**Exercise directions:** Write only the count of lines that hold the word "white" in the listing.

Start of Block

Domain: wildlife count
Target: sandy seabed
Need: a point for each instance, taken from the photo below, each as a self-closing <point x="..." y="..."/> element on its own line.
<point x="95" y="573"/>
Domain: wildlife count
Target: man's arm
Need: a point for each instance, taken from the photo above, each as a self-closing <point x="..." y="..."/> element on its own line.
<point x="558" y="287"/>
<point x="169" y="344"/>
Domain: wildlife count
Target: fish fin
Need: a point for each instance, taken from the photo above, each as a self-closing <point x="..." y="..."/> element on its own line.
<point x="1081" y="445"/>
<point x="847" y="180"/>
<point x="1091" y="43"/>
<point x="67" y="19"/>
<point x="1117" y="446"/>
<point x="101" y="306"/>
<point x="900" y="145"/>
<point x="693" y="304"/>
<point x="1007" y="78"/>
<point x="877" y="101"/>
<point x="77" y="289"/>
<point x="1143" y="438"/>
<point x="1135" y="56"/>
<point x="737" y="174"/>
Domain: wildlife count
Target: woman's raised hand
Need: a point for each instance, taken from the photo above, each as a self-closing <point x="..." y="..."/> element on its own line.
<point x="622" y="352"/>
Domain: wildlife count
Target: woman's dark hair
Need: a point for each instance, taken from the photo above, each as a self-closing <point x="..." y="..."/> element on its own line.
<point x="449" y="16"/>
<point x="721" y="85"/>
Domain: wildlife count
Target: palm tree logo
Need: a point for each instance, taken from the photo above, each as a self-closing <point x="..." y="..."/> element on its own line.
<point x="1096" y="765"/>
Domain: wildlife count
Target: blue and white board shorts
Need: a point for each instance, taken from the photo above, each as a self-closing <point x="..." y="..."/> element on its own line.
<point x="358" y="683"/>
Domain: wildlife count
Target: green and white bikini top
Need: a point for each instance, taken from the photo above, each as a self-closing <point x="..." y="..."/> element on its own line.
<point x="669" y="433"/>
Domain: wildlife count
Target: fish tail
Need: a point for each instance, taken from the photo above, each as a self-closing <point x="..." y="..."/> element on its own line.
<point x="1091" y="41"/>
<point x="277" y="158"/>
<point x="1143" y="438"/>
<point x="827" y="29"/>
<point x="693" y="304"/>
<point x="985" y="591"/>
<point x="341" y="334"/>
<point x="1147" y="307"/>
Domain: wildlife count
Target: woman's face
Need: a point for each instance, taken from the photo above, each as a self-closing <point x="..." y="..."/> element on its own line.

End of Block

**Solution for this task:** 2